**Data**

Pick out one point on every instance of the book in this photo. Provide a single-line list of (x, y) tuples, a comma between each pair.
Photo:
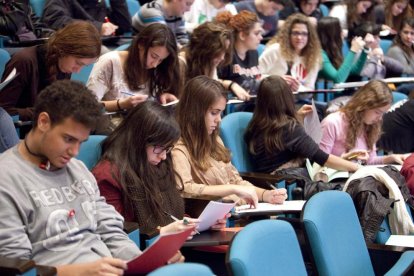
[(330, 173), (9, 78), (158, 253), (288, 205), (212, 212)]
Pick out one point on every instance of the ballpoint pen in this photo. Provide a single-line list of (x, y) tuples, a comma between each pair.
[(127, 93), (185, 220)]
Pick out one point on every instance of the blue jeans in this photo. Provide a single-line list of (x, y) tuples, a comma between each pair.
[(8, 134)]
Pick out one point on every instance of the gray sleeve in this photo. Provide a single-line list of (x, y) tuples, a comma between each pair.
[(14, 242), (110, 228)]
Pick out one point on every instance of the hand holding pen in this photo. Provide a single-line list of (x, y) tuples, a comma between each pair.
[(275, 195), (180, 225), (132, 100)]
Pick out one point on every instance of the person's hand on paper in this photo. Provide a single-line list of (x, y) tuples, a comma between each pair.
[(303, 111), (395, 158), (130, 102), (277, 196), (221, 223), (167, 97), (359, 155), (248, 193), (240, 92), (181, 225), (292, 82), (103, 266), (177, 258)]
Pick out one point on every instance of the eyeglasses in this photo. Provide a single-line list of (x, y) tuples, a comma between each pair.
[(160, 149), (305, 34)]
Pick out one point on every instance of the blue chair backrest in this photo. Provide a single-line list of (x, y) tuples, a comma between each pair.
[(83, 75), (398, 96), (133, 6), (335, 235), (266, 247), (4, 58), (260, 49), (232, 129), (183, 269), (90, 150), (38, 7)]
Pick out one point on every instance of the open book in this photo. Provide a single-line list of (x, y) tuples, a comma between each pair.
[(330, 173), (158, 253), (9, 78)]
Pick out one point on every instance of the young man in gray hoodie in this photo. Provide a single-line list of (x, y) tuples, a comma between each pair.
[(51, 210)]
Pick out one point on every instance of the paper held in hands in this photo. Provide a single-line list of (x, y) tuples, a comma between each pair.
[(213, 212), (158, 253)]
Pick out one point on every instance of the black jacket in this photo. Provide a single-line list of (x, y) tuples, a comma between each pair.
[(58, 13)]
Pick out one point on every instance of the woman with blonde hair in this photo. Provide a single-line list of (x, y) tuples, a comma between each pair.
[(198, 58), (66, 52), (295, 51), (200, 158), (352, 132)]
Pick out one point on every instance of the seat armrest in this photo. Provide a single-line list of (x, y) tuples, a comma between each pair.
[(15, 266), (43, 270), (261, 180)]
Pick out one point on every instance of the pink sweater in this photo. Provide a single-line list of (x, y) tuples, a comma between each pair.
...
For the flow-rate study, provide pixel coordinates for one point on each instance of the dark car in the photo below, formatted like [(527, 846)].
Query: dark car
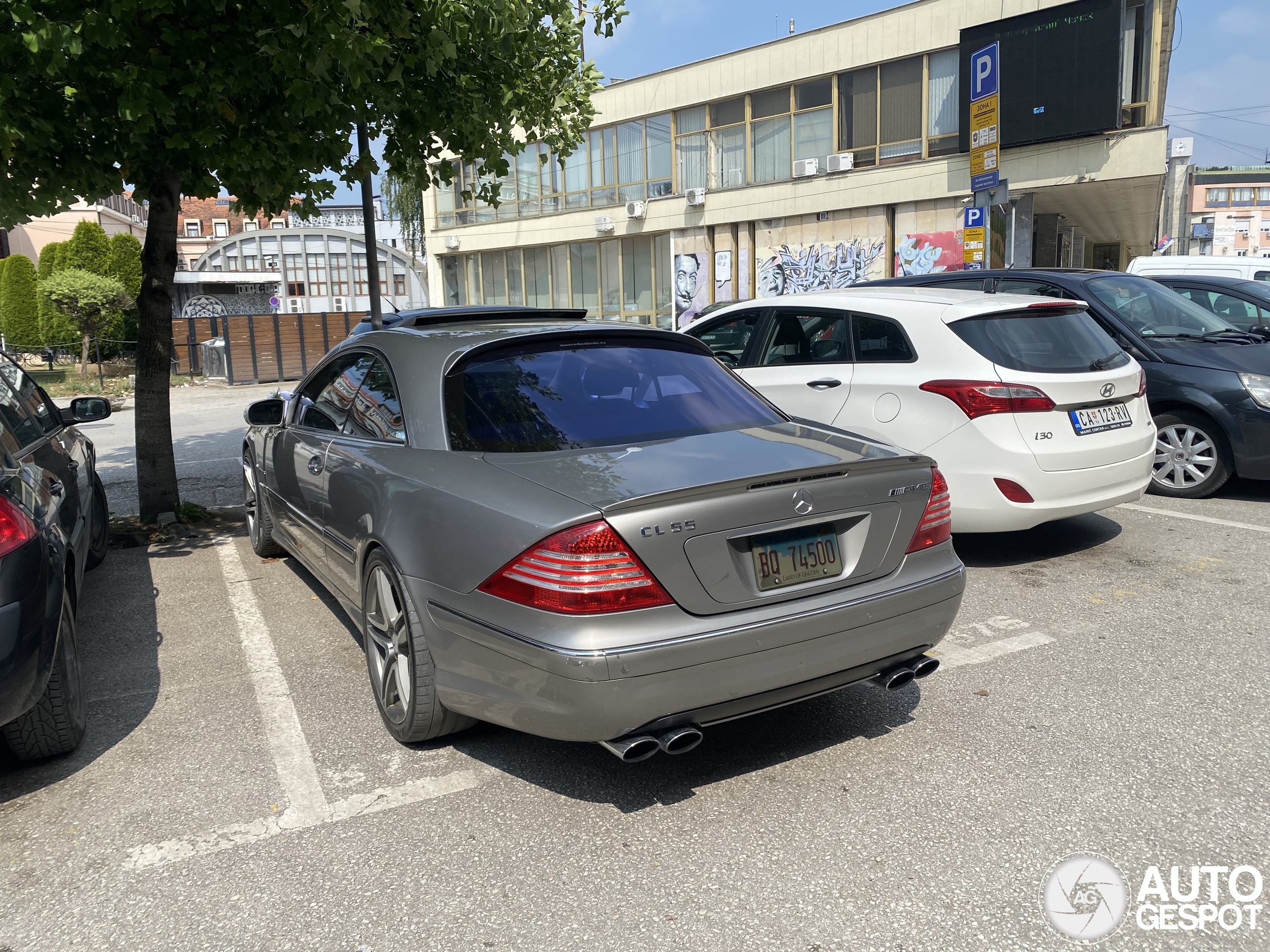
---
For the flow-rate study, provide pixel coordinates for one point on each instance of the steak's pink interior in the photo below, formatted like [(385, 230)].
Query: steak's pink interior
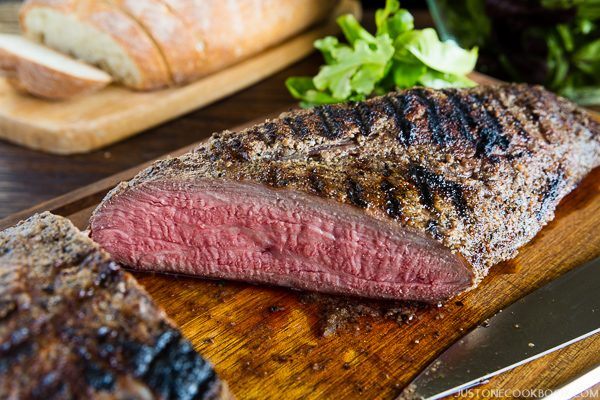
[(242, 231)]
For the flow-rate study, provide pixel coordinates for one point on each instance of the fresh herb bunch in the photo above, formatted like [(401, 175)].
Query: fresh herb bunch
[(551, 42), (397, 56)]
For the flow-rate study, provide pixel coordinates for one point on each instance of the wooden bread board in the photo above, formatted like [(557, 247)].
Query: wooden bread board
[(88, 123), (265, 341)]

**What is expected**
From the material above, retype precisely the lines between the line holding "Pick out one point on every instance of the young" and the line holding "Pick out one point on every instance of the pink", inclusive, and nothing beyond them.

**Solution for this problem**
Pick out one point on every instance of the young man in gray hoodie in this photo. Provide a single-line list of (x, y) tuples, a comma between each pair.
[(51, 210)]
Pick out one point on every instance of the paper held in hands in this photo. Provide a single-line list of (x, y) tuples, a comma between each pair.
[(213, 212), (158, 253)]
Pick out one point on every instance of the black jacket in this photo. Provide a single-line list of (x, y) tuples, a comma between each pair.
[(58, 13)]
Pick out one point on every instance of the woman with blonde hair in this photo. Provide a single-line list of (x, y) tuples, a comma between each pair.
[(198, 58), (66, 52), (295, 51), (200, 158), (352, 132)]
Pick out one point on every instance of the seat armrest in this photo. Provide a single-line list of (x, y) tuples, a comma between each pair.
[(15, 266), (43, 270), (261, 180)]
Pick out one point on every instance of the pink sweater in this photo. Provide a single-line list of (x, y) tuples, a comma between each pair.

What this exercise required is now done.